▸ **TASK STATEMENT**: Return the lines that run from the line containing "Exercise. Point to the airplane" through the end of the entries, both ends included. Leave out all pictures.
## BEGIN DATASET ENTRIES
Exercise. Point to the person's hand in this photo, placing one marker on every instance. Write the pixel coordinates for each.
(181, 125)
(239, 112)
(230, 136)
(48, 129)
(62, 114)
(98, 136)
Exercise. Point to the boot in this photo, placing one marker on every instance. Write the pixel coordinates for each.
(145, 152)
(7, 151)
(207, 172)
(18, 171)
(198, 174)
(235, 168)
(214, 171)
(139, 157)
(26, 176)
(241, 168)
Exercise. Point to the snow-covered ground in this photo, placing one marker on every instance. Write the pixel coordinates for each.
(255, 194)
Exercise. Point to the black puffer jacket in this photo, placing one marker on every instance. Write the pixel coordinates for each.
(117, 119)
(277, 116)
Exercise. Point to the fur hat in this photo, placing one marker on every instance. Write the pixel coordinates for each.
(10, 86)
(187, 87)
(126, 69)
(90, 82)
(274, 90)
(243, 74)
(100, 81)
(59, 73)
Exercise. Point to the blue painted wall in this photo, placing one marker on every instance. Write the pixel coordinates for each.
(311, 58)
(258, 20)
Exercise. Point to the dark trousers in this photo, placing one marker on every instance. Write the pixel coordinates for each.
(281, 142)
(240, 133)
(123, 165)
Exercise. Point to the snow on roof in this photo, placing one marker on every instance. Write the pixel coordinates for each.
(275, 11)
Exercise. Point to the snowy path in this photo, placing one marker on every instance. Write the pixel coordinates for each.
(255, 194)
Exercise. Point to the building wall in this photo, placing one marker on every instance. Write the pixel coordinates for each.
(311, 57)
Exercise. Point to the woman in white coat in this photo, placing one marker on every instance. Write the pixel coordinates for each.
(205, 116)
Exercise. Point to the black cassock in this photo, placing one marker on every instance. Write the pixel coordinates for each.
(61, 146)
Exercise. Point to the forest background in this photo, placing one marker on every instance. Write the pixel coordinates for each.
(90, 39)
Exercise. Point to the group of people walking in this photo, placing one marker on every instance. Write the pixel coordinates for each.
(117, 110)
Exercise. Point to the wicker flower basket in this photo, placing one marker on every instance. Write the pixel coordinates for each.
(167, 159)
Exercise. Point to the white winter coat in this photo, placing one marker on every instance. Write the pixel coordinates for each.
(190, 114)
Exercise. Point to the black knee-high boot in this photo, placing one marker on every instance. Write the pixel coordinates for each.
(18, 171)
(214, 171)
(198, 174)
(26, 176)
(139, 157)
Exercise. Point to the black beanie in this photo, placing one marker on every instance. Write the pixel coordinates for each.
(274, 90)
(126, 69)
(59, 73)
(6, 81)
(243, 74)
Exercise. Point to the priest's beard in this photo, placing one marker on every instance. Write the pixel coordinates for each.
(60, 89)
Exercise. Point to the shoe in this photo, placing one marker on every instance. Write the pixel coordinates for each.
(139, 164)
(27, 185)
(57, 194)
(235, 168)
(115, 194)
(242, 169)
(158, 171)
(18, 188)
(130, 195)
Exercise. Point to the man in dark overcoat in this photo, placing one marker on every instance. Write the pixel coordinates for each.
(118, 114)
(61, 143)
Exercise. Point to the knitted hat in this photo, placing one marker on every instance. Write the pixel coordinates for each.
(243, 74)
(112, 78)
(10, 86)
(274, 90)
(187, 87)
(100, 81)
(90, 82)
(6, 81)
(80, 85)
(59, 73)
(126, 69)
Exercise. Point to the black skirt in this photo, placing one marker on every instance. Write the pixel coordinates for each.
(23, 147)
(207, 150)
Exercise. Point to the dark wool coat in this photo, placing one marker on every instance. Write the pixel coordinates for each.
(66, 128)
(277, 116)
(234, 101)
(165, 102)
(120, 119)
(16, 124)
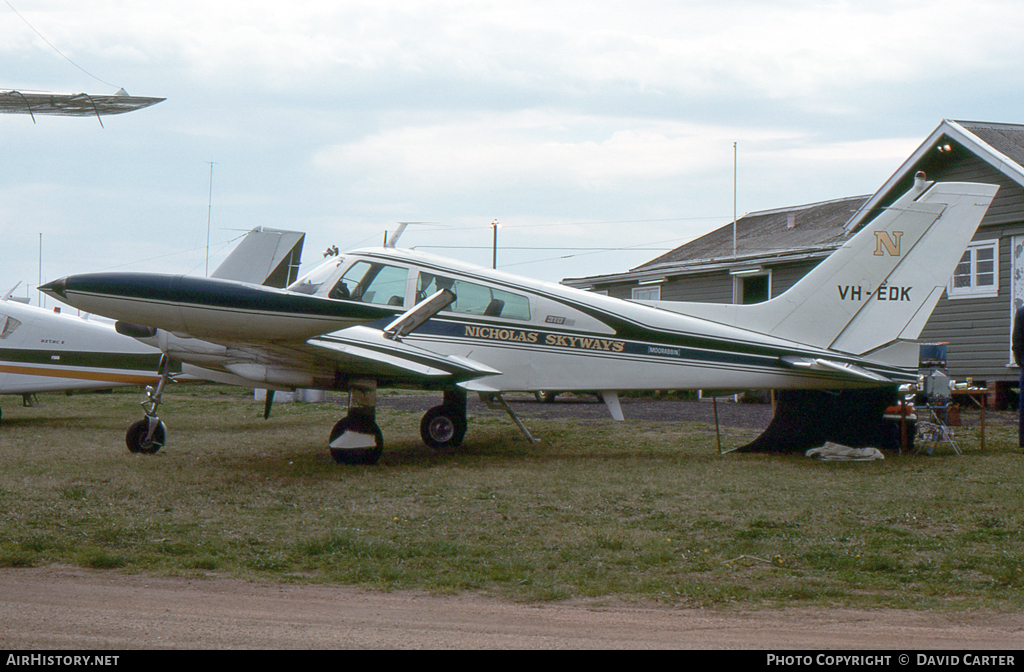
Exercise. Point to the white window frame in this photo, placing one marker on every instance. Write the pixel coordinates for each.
(647, 293)
(974, 290)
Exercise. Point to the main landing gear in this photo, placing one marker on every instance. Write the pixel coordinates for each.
(443, 426)
(148, 434)
(357, 439)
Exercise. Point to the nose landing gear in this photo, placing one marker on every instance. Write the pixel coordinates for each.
(148, 434)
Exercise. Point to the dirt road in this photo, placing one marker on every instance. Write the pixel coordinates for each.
(72, 609)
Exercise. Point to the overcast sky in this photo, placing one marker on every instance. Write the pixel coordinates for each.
(574, 124)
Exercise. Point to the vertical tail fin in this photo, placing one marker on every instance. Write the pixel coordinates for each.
(883, 284)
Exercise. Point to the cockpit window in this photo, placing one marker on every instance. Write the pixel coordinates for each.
(7, 326)
(312, 281)
(475, 299)
(372, 283)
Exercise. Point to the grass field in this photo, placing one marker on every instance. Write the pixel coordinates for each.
(635, 511)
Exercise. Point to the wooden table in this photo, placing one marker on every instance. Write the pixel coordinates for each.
(973, 393)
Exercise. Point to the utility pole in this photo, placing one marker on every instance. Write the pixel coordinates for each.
(494, 256)
(733, 199)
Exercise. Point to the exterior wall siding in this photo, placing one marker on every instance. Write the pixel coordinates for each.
(976, 329)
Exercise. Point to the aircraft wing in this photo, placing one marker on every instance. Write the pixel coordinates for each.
(364, 346)
(354, 352)
(852, 371)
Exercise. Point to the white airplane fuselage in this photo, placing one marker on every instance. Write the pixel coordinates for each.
(42, 351)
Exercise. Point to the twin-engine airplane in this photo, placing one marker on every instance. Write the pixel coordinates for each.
(391, 317)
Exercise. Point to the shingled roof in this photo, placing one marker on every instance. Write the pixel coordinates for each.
(815, 225)
(817, 228)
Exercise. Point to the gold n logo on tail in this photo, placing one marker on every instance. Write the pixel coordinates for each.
(888, 243)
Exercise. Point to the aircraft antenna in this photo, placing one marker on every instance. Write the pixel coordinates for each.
(209, 213)
(733, 199)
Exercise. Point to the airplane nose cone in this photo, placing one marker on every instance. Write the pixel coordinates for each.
(56, 288)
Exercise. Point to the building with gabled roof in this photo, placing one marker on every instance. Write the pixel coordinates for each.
(774, 248)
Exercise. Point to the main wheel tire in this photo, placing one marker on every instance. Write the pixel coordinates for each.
(135, 438)
(361, 424)
(442, 428)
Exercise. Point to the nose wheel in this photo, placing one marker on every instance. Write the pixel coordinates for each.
(148, 434)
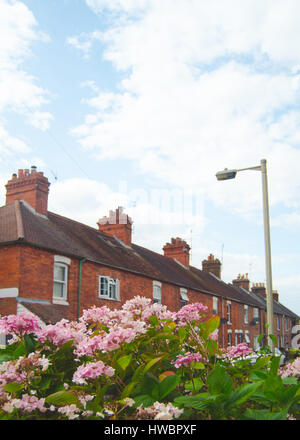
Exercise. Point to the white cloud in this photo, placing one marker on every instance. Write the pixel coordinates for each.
(208, 85)
(19, 91)
(84, 42)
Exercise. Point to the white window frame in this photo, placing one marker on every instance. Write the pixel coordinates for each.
(256, 315)
(111, 282)
(256, 344)
(64, 283)
(228, 309)
(246, 314)
(247, 337)
(215, 305)
(184, 299)
(229, 338)
(157, 292)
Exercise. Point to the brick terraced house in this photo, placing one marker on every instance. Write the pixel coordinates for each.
(56, 267)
## END DATASET ENTRIES
▸ **FINAL RESULT**:
Exercise. Point to the airplane nose cone in this photo, placing one marker on every instance. Write the pixel coordinates for each.
(56, 288)
Exercise. Point to the building with gabled roof in this photo, placing one marker on every instance. Write the pixel coordinates for each.
(774, 248)
Exercise. Point to the main wheel tire in this photo, placing one marker on every instance. Write the pixel coordinates for each.
(135, 438)
(361, 424)
(442, 428)
Exercise. Point to the nose wheel in this photo, placing one marker on every instance. Write the pixel coordinates for each.
(148, 434)
Exercise. Point to the white cloud in this photo, placing one marker on every instance. Write the pixel coordinates for each.
(208, 85)
(19, 91)
(84, 42)
Exercise. Point to the white window frame in this photo, placing one marker on every instance. Write the pixel coordinates for each.
(256, 315)
(111, 282)
(256, 344)
(64, 283)
(228, 309)
(246, 314)
(247, 337)
(215, 305)
(184, 299)
(229, 338)
(157, 292)
Exercise. Point to the brick terraced house in this photo, placing one marker on every instance. Write the pixel coordinates for each.
(56, 267)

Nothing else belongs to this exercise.